▶ [Referring expression pointing data]

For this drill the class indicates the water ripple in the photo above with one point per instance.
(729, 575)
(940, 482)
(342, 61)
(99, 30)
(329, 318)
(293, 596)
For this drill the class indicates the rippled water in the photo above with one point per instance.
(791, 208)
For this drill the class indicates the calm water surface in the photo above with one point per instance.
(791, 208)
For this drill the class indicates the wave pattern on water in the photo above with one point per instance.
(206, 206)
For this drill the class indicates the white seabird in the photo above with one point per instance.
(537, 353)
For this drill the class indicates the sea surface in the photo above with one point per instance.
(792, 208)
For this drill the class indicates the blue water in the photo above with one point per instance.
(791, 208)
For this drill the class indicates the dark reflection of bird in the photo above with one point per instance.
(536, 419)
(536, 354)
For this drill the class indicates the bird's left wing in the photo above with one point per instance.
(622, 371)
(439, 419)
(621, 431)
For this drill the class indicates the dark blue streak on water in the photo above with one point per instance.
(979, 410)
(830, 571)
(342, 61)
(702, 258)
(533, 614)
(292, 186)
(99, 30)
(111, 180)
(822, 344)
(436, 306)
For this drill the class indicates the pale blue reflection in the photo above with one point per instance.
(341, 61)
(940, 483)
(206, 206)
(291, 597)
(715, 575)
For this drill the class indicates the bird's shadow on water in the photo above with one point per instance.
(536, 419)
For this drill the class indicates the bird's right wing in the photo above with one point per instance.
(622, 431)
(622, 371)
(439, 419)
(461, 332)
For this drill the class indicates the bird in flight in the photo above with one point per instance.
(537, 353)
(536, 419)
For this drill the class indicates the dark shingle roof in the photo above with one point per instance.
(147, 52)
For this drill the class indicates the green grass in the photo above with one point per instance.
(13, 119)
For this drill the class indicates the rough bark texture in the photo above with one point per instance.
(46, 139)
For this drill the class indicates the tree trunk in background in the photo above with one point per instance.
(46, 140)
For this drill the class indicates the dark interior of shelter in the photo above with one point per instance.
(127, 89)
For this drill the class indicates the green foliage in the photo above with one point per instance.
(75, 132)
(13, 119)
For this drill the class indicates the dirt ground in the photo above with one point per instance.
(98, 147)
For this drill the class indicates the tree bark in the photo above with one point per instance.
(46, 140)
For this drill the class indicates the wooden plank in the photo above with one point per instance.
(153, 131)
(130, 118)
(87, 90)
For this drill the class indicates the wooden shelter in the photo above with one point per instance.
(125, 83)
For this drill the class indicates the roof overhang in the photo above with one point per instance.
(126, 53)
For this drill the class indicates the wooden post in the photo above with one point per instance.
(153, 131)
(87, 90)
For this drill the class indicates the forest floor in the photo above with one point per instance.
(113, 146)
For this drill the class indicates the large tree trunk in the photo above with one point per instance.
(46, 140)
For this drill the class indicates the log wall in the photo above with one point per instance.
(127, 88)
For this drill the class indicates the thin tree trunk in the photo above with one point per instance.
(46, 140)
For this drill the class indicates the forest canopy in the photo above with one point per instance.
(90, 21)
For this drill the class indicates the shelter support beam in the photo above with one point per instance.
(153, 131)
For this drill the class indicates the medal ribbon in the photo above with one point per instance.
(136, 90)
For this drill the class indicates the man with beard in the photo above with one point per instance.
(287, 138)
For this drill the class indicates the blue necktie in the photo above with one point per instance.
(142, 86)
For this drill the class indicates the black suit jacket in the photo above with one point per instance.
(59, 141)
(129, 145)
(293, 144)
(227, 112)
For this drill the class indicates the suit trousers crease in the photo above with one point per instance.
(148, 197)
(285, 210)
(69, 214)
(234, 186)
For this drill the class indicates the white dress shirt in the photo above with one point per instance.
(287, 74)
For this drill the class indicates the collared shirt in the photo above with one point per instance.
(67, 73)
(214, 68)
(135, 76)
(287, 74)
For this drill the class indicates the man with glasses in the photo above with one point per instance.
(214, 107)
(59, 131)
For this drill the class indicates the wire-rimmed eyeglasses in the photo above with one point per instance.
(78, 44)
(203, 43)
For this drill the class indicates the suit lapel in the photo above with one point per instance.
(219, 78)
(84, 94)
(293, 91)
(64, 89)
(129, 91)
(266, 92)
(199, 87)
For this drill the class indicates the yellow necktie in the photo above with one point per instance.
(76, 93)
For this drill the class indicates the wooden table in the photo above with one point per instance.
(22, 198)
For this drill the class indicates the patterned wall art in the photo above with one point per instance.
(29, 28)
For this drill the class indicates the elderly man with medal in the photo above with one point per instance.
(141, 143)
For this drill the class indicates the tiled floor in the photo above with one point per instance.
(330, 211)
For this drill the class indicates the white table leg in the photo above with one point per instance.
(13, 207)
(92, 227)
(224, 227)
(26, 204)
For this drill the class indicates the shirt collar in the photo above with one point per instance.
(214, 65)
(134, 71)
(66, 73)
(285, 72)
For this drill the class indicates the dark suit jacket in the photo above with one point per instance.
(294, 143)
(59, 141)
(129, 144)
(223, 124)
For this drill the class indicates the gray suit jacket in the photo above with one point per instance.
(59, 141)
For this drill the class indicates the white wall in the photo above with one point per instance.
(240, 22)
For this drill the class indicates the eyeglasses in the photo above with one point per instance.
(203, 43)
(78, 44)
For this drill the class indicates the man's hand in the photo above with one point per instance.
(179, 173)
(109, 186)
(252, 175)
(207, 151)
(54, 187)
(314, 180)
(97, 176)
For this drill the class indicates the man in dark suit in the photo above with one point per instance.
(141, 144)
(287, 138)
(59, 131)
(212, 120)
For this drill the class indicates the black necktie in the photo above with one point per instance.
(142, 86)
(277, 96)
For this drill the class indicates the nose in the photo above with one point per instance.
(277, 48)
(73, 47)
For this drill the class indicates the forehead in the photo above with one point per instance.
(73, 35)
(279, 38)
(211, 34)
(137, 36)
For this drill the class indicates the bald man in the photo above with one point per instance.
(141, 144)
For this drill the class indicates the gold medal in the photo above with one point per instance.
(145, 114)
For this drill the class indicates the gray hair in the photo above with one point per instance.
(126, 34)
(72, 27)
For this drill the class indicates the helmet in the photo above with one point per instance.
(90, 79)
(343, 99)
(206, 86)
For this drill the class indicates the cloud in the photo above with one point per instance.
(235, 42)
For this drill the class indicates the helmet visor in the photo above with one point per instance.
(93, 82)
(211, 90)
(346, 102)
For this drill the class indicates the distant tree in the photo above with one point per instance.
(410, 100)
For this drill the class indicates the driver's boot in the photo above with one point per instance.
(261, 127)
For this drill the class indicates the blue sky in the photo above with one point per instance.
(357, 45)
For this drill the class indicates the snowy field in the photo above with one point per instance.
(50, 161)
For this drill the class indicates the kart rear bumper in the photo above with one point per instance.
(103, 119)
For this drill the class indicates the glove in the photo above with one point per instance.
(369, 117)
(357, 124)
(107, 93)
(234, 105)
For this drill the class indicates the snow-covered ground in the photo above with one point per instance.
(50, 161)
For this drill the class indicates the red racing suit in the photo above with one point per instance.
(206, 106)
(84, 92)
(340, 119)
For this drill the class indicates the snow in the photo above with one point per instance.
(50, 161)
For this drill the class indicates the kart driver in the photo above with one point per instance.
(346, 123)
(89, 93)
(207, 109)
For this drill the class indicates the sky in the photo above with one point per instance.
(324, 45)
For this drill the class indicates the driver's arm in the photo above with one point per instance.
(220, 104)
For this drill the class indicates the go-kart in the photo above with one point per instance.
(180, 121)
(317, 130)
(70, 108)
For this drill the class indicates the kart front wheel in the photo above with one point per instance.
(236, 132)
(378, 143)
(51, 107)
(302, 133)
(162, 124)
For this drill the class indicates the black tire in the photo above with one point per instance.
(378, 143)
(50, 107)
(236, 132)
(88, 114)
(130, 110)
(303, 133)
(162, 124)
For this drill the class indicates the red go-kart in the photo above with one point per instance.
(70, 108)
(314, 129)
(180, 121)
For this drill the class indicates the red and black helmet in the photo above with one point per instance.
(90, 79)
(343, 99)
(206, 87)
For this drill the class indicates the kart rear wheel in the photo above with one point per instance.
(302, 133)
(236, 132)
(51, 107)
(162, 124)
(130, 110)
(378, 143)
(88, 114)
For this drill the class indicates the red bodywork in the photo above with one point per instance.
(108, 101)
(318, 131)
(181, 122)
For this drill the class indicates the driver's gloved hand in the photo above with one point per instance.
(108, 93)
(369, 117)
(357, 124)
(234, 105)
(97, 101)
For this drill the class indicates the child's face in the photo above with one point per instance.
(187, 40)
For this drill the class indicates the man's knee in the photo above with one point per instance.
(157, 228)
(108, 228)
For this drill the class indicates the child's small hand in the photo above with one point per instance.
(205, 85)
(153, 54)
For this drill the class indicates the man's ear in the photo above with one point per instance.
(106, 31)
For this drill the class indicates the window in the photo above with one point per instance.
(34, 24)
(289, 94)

▶ [What you are asked to do]
Would you repeat the lines from the one containing "For this drill the class indicates the driver's gloved" through the end of the data, exactly, with nothing before or after them?

▶ [Solution to the exercise]
For this drill the class indicates the driver's gloved hand in the photo above with one point per instance.
(108, 93)
(369, 117)
(357, 124)
(234, 105)
(97, 101)
For this drill the class indicates the child's face in the photo above with one point per instance.
(187, 40)
For this drill the class indicates the man's knee in the photo above with one point per instance.
(157, 228)
(108, 228)
For this drill the class indicates the child's small hand in the photo above with one point per instance.
(205, 85)
(153, 54)
For this drill the class indicates the man's ear in the photo above with one point per instance.
(106, 31)
For this drill the class indicates the window in the photo above with one point per instance.
(34, 24)
(289, 94)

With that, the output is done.